Exercise inputs START

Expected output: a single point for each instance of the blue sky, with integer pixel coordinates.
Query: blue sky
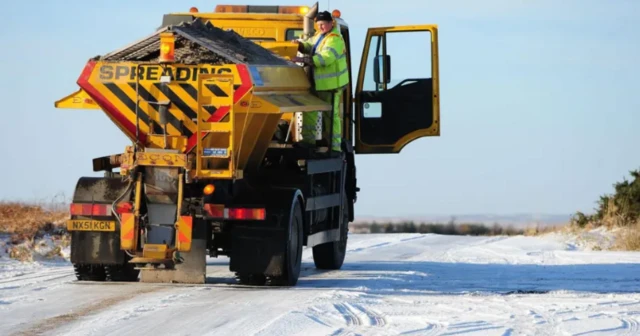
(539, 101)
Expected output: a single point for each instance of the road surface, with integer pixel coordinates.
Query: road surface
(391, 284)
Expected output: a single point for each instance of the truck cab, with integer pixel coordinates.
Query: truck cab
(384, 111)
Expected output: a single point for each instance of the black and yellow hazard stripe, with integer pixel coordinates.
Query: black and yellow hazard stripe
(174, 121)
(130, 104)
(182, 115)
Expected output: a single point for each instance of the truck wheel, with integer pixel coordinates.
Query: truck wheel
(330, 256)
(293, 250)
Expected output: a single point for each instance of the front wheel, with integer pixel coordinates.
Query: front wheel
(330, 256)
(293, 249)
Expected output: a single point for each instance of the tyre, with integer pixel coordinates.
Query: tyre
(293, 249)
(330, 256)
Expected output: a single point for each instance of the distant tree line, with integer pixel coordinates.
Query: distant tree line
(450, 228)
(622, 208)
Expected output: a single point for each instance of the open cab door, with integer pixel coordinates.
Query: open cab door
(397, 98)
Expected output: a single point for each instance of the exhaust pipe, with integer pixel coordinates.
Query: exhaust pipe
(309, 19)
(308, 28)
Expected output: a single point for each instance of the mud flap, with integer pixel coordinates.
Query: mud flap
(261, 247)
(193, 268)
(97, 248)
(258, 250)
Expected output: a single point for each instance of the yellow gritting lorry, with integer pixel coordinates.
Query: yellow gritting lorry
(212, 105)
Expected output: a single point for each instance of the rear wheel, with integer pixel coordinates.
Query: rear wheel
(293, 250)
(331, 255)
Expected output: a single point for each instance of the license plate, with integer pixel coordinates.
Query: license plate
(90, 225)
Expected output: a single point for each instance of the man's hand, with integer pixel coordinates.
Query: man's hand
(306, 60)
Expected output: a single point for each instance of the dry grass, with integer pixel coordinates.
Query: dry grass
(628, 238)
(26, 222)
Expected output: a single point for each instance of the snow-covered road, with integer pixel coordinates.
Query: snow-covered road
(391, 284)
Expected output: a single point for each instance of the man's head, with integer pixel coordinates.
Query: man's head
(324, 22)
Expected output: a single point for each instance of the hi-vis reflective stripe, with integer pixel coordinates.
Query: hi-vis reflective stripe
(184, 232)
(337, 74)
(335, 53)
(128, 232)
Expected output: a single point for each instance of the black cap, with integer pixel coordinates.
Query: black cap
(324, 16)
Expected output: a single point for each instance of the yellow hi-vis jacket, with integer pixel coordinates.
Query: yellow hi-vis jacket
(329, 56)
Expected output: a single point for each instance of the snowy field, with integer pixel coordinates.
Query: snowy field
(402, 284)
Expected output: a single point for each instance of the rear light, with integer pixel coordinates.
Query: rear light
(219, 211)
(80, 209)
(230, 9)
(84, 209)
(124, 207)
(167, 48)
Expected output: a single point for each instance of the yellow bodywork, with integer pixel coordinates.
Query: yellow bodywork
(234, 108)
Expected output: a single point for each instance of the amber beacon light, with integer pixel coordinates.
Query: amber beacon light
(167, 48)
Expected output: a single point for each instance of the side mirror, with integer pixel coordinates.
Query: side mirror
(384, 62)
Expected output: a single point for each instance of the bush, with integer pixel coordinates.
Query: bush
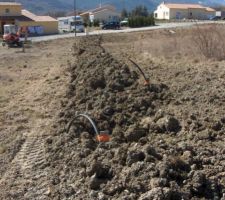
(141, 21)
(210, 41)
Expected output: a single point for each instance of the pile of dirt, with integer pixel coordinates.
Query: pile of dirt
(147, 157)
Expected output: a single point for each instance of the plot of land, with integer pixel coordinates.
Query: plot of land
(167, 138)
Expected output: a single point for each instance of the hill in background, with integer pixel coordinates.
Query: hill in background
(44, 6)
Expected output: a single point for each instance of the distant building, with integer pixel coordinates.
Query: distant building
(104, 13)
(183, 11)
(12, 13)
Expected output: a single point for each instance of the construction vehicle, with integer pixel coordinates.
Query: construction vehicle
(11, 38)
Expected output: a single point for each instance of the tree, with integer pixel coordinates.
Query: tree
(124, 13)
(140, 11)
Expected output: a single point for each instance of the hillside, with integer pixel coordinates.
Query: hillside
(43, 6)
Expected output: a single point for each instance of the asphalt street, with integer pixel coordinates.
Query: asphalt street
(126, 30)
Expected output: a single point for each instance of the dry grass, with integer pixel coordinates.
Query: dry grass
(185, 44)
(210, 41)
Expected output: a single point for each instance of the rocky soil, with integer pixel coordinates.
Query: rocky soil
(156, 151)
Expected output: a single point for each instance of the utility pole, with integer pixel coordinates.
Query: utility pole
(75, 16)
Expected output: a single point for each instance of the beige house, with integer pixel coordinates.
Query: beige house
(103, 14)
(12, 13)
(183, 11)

Exercise inputs END

▶ _Exercise brief_:
Output nothing but an exact retyping of the material, pictures excluded.

▶ _Task result_:
Expected output: a single point for each instance of the blue sky, with integer pixel coordinates.
Query: blue sky
(539, 101)
Expected output: a single point for each instance of the road surface, with integer pixel coordinates.
Query: road surface
(391, 284)
Expected output: a single point for each instance of the truck cab, with integer pixel coordinates.
Query: truck cab
(384, 111)
Expected output: a single point for each instance of the black and yellow hazard stripe, with integer pixel coordinates.
Query: black and yellow hazard stripe
(174, 121)
(130, 104)
(182, 115)
Expected output: a single point for each instance of the truck wheel, with integer pixel coordinates.
Query: truck wheel
(330, 256)
(293, 250)
Expected output: a single point for each instance of the front wheel, with integer pixel coordinates.
Query: front wheel
(330, 256)
(293, 249)
Expected output: a single point for each instance of the tyre, with integer pixel coordinates.
Query: tyre
(293, 249)
(330, 256)
Expected output: a single point for each instance of the distant tree line, with integer pixel coordinates.
Query: distant tree line
(450, 228)
(622, 208)
Expected output: a single point for each instance of the open cab door, with integer pixel coordinates.
Query: open cab door
(397, 98)
Expected output: a single point for each instance of the exhaust pipe, with integer pixel coordinates.
Query: exhaust pipe
(309, 19)
(308, 28)
Expected output: a single point for each instance of the mud flap, with integer pixel coordinates.
Query: mud flap
(261, 247)
(193, 268)
(97, 248)
(258, 250)
Expected output: a single point for each instance of the yellow gritting lorry, with integer pixel coordinates.
Query: yellow gritting lorry
(212, 105)
Expected output: a single point for each instance of the rear wheel, with integer pixel coordinates.
Query: rear wheel
(293, 250)
(331, 255)
Expected output: a single point for each instance of the license plate, with integer pixel coordinates.
Query: license plate
(90, 225)
Expected output: a single point for each instance of the man's hand, with integer pixel coordinates.
Query: man's hand
(306, 60)
Expected output: a single point for each instance of the dry grass, with integer pixel coordinates.
Query: dry grass
(628, 238)
(26, 222)
Expected output: a single point for each instance of the snow-covered road, with integer pixel coordinates.
Query: snow-covered road
(391, 284)
Expected output: a single point for each instance of the man's head, with integer pixel coordinates.
Query: man's head
(324, 22)
Expected output: a single point for each instance of the hi-vis reflective stripe, with integer pixel coordinates.
Query: hi-vis reflective stripe
(184, 232)
(337, 74)
(335, 53)
(128, 232)
Expected output: a single point for each instance of the black cap, with integer pixel coordinates.
Query: black cap
(324, 16)
Expected output: a single point for each instance of the yellow hi-vis jacket, with integer pixel coordinates.
Query: yellow hi-vis jacket
(329, 56)
Expected output: a single point for each instance of the snowy field, with integer pixel coordinates.
Query: snowy field
(402, 284)
Expected output: a single point for each instance of the rear light, with integer pixel coordinates.
Query: rear light
(219, 211)
(80, 209)
(230, 9)
(84, 209)
(124, 207)
(167, 48)
Expected output: a single point for each instance of the yellow bodywork, with integer pixel coordinates.
Query: yellow bodywork
(234, 108)
Expected output: a single point for each instance of the amber beacon light, with integer pixel coordinates.
Query: amber beacon light
(167, 48)
Expected output: a single point for each instance of the side mirror, with integer pixel coordinates.
Query: side mirror
(384, 62)
Expected output: a single point for each instance of the bush, with integer pixel coordinates.
Query: bush
(141, 21)
(210, 41)
Expected output: a single point for each instance of the pile of dirt, with integer pixel coordinates.
Query: pile of dirt
(147, 157)
Expected output: a single point for each instance of the plot of land, with integer pixel coordinates.
Query: plot of land
(167, 138)
Expected output: a single point for each instance of the hill in background, with integer pixel coordinates.
Query: hill in background
(44, 6)
Expected output: a single point for each instance of the distant building, with integer pixel coordinates.
Query: distant building
(104, 13)
(183, 11)
(12, 13)
Expected output: a single point for each instance of the construction vehicle, with integer pixel coordinates.
Query: construction vehicle
(11, 38)
Expected output: a single point for each instance of the tree, with integer pixel coordinates.
Query: tree
(124, 13)
(140, 11)
Expected output: a single point for each instance of the hillside, with integer pixel coordinates.
Query: hillside
(43, 6)
Expected output: a single point for each instance of the asphalt street, with integer pixel coordinates.
Query: asphalt street
(126, 30)
Expected output: a single point for each instance of the dry grass, with integer pixel coordinates.
Query: dry grass
(185, 44)
(210, 41)
Expected output: a single point for each instance of the rocky soil, with integer pixel coordinates.
Query: rocky soil
(156, 151)
Expected output: a single point for each instance of the utility pole, with integer pixel coordinates.
Query: utility pole
(75, 16)
Expected output: a single point for each instance of the beige house, with integer pixel coordinates.
Query: beige house
(103, 14)
(12, 13)
(183, 11)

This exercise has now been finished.